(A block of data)
━━━
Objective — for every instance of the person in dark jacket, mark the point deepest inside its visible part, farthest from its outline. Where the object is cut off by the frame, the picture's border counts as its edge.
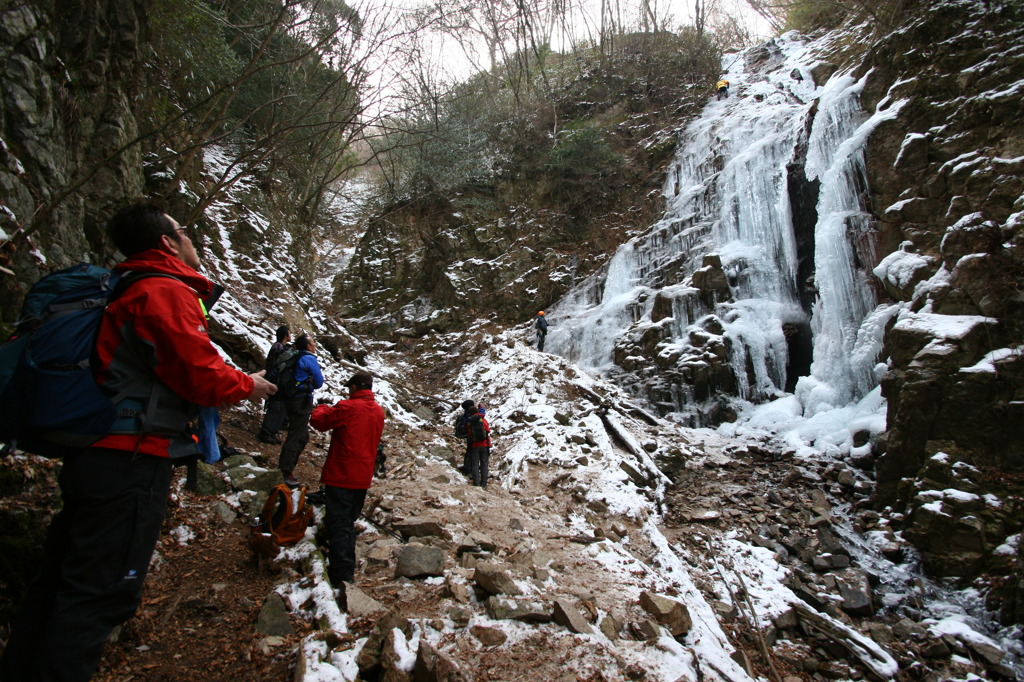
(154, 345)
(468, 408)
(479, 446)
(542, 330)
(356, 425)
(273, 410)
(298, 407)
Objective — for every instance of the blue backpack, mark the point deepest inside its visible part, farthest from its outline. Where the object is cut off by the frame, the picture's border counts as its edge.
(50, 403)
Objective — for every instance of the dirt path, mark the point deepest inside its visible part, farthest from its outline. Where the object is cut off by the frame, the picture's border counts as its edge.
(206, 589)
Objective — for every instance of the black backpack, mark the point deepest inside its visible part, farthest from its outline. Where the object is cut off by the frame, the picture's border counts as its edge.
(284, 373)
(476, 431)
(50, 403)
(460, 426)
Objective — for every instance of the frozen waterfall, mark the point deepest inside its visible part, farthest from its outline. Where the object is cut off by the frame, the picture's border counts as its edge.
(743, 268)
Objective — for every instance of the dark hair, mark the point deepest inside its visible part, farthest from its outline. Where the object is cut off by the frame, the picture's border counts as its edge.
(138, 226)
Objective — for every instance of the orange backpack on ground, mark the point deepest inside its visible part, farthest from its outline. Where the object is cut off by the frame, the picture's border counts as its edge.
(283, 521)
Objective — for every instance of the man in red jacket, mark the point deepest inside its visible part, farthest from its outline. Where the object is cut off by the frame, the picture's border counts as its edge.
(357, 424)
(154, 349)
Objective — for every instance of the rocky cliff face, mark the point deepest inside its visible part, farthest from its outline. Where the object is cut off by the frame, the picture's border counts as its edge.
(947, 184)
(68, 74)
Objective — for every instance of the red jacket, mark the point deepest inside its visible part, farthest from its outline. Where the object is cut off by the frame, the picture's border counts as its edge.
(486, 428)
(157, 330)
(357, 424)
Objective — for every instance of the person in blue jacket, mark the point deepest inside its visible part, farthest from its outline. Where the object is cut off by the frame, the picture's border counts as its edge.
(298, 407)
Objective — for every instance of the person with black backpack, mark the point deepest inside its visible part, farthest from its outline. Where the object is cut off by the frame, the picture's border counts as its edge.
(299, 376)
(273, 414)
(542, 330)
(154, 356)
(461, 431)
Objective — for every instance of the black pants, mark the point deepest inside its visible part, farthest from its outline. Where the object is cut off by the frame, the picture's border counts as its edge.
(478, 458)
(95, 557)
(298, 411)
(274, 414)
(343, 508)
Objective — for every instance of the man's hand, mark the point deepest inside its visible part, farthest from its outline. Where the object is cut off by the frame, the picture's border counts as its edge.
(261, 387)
━━━
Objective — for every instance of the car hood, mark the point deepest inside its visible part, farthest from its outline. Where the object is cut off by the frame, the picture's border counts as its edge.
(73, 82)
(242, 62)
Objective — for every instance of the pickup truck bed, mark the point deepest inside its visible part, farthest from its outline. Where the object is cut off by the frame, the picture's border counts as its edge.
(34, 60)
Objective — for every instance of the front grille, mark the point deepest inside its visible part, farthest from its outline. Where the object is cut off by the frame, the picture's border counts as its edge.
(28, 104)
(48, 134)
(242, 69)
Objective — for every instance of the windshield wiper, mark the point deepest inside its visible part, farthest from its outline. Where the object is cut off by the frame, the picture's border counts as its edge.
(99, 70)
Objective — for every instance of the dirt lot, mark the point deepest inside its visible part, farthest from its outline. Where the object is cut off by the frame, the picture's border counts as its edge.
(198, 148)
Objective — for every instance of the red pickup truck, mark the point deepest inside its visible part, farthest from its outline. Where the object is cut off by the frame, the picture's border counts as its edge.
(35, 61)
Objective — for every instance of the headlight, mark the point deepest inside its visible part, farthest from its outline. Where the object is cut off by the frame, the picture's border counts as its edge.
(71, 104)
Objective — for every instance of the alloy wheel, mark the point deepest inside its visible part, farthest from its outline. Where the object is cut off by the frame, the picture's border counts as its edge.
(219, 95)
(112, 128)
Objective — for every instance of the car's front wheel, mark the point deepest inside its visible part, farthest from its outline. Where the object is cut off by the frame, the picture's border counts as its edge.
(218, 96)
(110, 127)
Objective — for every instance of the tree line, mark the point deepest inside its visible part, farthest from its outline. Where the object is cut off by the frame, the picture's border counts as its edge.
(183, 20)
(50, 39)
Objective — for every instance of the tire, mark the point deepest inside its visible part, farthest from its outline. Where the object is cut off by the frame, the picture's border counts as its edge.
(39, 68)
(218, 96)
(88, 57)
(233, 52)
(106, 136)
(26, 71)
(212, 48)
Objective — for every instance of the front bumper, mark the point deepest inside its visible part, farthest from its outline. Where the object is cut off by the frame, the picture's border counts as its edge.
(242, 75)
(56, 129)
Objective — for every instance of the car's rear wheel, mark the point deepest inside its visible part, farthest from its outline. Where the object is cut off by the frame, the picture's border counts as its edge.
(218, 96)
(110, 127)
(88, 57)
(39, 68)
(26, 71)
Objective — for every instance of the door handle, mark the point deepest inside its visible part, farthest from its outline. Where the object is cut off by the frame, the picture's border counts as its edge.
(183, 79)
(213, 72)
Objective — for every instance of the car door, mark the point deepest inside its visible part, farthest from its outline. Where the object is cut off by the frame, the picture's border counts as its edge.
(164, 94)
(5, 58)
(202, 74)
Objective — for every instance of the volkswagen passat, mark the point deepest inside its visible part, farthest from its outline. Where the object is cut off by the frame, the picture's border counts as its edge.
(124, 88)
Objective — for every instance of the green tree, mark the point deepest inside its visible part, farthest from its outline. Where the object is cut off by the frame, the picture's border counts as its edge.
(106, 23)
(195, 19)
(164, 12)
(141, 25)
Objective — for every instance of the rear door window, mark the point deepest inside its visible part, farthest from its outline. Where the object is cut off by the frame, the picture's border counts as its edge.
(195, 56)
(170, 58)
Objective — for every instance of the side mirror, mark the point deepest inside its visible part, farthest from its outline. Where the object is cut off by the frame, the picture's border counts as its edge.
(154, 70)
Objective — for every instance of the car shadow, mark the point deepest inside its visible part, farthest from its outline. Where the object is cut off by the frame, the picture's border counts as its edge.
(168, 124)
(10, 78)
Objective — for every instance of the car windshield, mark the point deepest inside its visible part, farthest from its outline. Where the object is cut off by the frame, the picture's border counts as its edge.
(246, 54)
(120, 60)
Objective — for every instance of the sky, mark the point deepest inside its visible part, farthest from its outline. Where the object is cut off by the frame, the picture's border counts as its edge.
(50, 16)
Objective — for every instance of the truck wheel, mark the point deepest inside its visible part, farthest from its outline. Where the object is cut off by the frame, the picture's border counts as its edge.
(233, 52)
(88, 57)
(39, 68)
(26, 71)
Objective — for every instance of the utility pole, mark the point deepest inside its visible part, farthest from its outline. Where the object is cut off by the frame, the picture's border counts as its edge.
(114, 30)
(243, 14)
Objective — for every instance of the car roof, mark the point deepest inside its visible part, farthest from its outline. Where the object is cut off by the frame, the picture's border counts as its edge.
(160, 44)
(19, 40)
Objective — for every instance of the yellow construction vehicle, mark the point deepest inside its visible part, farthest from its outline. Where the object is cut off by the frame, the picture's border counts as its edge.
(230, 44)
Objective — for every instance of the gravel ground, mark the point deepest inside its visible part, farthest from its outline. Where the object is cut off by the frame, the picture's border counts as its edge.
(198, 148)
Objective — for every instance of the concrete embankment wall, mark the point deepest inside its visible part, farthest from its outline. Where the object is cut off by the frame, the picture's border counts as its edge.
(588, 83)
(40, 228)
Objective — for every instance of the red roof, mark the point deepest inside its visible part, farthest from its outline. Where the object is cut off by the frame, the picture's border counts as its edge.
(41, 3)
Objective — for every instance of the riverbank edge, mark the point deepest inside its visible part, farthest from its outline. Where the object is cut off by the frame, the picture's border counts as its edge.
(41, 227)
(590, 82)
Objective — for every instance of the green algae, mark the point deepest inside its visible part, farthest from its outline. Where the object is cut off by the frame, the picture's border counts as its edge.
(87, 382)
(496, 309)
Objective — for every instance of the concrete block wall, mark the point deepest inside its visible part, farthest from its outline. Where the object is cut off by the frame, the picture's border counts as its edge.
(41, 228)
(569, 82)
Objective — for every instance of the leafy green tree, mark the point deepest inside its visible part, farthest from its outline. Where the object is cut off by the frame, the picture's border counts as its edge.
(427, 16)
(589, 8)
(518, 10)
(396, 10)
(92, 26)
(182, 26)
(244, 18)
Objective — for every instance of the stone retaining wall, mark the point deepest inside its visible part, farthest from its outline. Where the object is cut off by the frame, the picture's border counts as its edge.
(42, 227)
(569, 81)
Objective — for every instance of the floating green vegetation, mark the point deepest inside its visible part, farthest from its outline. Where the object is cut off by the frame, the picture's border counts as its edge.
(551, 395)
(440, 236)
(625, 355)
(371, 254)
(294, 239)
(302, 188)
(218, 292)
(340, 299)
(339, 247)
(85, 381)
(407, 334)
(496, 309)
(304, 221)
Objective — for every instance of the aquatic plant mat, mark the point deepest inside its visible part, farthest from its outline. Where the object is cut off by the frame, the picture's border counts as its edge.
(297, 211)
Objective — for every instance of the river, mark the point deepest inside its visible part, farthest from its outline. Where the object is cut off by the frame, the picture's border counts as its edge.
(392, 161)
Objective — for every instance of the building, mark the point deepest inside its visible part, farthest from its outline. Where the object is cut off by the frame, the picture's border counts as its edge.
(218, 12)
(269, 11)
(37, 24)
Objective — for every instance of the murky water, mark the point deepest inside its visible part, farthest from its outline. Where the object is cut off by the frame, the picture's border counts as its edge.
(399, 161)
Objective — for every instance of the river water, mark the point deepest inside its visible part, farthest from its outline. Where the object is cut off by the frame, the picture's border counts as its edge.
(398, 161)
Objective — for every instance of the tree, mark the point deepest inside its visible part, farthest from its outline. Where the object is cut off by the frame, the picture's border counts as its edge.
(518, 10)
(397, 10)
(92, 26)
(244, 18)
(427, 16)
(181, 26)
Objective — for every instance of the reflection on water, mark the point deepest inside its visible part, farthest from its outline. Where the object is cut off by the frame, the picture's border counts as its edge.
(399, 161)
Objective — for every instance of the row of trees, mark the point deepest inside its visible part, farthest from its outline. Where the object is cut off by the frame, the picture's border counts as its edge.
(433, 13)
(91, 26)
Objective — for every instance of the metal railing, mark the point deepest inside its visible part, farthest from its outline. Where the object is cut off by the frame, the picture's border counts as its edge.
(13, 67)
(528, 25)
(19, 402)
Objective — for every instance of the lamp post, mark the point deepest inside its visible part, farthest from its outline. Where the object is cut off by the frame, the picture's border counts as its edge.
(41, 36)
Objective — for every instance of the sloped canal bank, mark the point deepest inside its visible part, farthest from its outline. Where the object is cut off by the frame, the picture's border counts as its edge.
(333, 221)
━━━
# REQUIREMENTS:
Identify every line of the entries that contains the string "door", and copy each of those lines in full.

# TASK OUTPUT:
Objective — for every instance of the door handle, mark the point deepest inside its visible part, farthest from its outline. Where the object is cut off by the frame, the picture's border counts as its edge.
Objective — for every instance of the car door, mark the point deepest inside its visible part, farthest from its outline. Where the object is cut off by the frame, the picture's border counts as its edge.
Objective — for every instance of the rear door window, mark the point deepest inside its visible part, farthest from its outline. Where the object is cut off by the frame, the picture's border counts as its edge.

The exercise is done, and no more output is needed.